• Tareas pedidas:
1) Localiza en el listado las líneas que llevan la palabra "every" y cópialas todas.
2) Sigue escribiendo el texto sobre el amigo dueño de una pequeña tienda, justo después de su última frase.

======== Texto mostrado ========

Hoy, hablando con un buen amigo, me confesaba su frustración ante medidas tales como la subida del I.V.A. Sí, habéis adivinado: es empresario. Tiene una pequeña empresa que fundó desde el corazón, haciendo de una de sus pasiones negocio. La mueve, se mueve él, se publicita allá por donde puede, organiza cosas ajenas al funcionamiento estricto de la tienda… ¡Hasta tiene una página web con infinidad de incentivos y tienda Online! Se esfuerza, la saca adelante con una abnegación titánica… Pero lo acusa. Él mismo me decía: “me lo reconocen, me halagan, hablan de mi tienda, preguntan… Y luego se van a la gran superficie de turno. Luego, cuando termine asfixiado, con mi casa y mis bienes empeñados, dirán que qué pena que cierre, que todo lo bueno se tiene que acabar.” Tristemente, tiene razón. Y, como ha sacudido mi conciencia (y eso que procuro siempre comprar en pequeños comercios), vamos a intentar analizar el caso.

======== Material entregado ========

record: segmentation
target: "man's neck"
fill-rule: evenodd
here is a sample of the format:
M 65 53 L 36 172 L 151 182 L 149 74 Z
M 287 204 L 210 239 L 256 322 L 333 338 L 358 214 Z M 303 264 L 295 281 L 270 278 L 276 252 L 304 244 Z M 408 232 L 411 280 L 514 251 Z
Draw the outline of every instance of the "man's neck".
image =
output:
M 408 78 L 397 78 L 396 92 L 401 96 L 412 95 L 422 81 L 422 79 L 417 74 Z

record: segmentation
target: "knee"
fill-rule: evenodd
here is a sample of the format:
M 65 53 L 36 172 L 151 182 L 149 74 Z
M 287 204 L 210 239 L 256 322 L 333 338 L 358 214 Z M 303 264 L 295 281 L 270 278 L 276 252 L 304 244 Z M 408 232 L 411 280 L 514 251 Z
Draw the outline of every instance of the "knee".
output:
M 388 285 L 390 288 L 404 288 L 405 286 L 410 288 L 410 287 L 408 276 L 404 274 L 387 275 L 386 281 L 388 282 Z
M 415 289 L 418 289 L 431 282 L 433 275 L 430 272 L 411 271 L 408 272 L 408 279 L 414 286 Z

========

• Resultados esperados:
1)
Draw the outline of every instance of the "man's neck".
Draw the outline of every instance of the "knee".

2)
En este tiempo que nos ha tocado vivir, nos cegamos con las cifras de los noticiarios y los periódicos: cifras mareantes que nos hablan de expedientes de regulación de empleo que afectan a cientos y miles de personas, de grandes empresas que despiden a miles de trabajadores por obtener un cero más en su cheque de reparto de dividendos… Pero olvidamos el drama cotidiano de las miles de pequeñas y medianas empresas que suponen el motor real de la economía española. Sí… El motor real, pues son esas empresitas las que arriesgan más a la hora de conceder un empleo, y las que hasta hace nada ofrecían mayores garantías de continuidad. ¿Y quién no conoce el caso de un bar que ha tenido que despedir al camarero que llevaba allí toda la vida?¿Quién no ha echado en falta al mozo que llevaba los pedidos en la frutería de la esquina?¿Acaso en ese puesto de duplicados de llaves no había dos empleados?¿Y qué ha pasado con el muchacho que atendía el quiosco los domingos? Todos hemos apreciado esa reducción de personal en las pequeñas empresas, así que… Multipliquen por unos cuantos miles esa “microrreducción de empleo” y tendremos una cifra que haría temblar a los que se hicieron de cruces ante el E.R.E. de Bankia.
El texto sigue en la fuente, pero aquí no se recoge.